* Extract

^^^^

Warum ist Amerika
„das Land der unbegrenzten Möglichkeiten?“
I was asked that question by a fifth-grader in a Kiel
classroom in Northern Germany, when I visited a school where a former teacher
of mine was teaching back in 1961. “Why is America ‘the land of unlimited
opportunity?’”
The question caught me off guard. Where did this 11-year old
kid pick up language like that, I wondered. They were prepared for my visit, so
I imagined a conversation around the breakfast table that morning. “An American
is coming to visit us today and we’re supposed to have questions ready to ask.
What should I ask him?” Maybe mama comes
up with, “Ask him what he likes about Germany” and papa suggests the unlimited
opportunity question. (This was still pre-feminism days, and I’m only 21, so
allow me the unenlightened thought process here.) It didn’t occur to me that
the kid was just a bright kid in a good educational system and maybe he came up
with the question all by himself.
I’ll never know. If the kid is still around, he’s now in his
late 60s and is probably asking questions like, “How is it that what was once a
land of unlimited opportunity could become what it is today?”
I’d have as much trouble answering that question as I did
the first one and would have to fall back and recommend an entire library of
American Studies books on the topic.
I stumbled for an answer and came up with a cowardly dodge. “Why
do you think Germany is not a “land of unlimited opportunity?”
His answer was “because Germany is divided,” and that led me
to believe the kid had a political consciousness beyond his years and, whether
the answer was right or wrong, was on his way to active participation in a
working democracy.
I live in Berkeley, California, just six blocks north of the
Oakland city limits. Many see Berkeley as Oakland’s rich neighbor to the north.
I protest when they say that that we have lots of low income people here, too.
Like myself, for example. I’m living on social security and if you look just at
my income from non-investment sources, I’m well below the poverty line. That
shows you the problem with actuarial and other wealth-measurements, which are
easily manipulated to mask or overlook the big picture. For me, living in a Bay
Area home which I own mortgage-free, to cry poor would be a nasty insult to
those struggling to keep their heads above water, financially.
Complexity in numbers aside, the fact is that America is a
land of opportunity for only some of its citizens and anything but for an ever
increasing portion of the population.
Otis R. Taylor, who writes a column for the East Bay
(Oakland/Berkeley and other towns across the Bay Bridge from San Francisco) in
the San Francisco Chronicle has an article in today’s paper on racial
inequity in Oakland. For starters, 28% of the city’s population is black, but
also black are 70% of its homeless. And that’s only the beginning. The median
income for white households is $110,000. For blacks, it’s $37,500. It’s worth
mentioning that the other two large minority groups are in the middle, with Hispanics
at $65,000 and Asians at $76,600.

^^^^

* Stored rows
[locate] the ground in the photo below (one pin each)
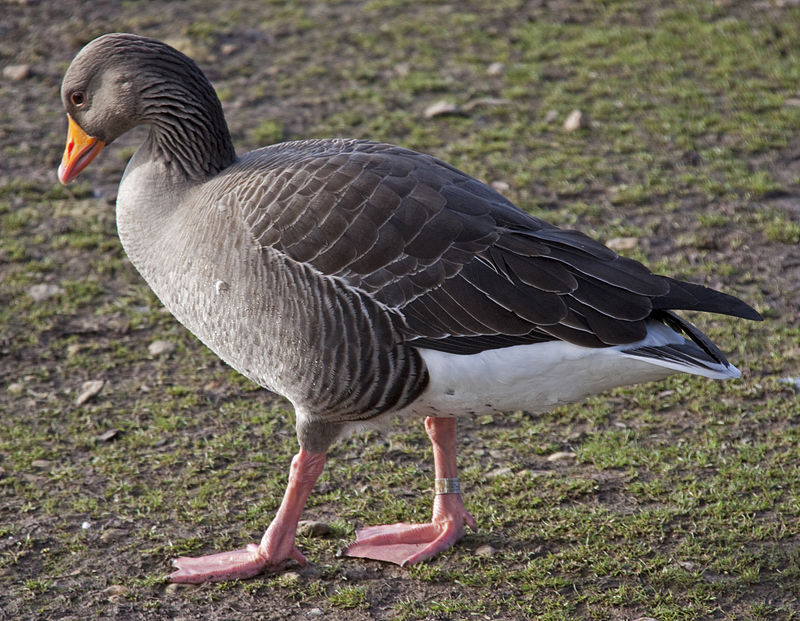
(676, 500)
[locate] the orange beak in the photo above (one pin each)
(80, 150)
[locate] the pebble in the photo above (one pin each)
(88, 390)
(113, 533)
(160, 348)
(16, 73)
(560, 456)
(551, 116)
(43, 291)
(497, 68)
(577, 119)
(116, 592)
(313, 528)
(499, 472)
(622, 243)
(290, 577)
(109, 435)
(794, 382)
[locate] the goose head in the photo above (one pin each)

^^^^

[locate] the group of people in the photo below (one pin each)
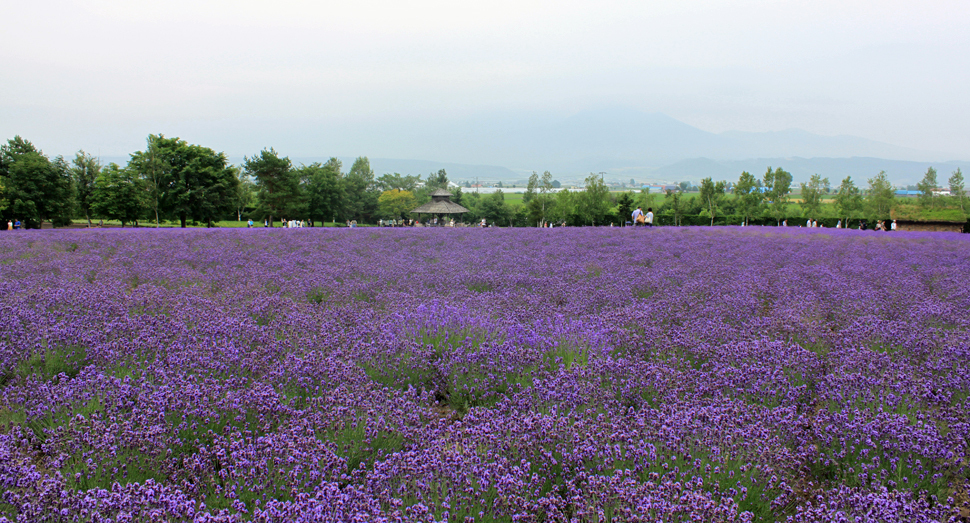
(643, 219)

^^^^

* The exercise
Answer these questions from the essay on America as a land of opportunity:
1. In what year did the writer visit the school in Kiel?
2. In which city does the writer live?
3. What median income does the essay give for white households in Oakland?

* Written response
1. 1961
2. Berkeley, California
3. $110,000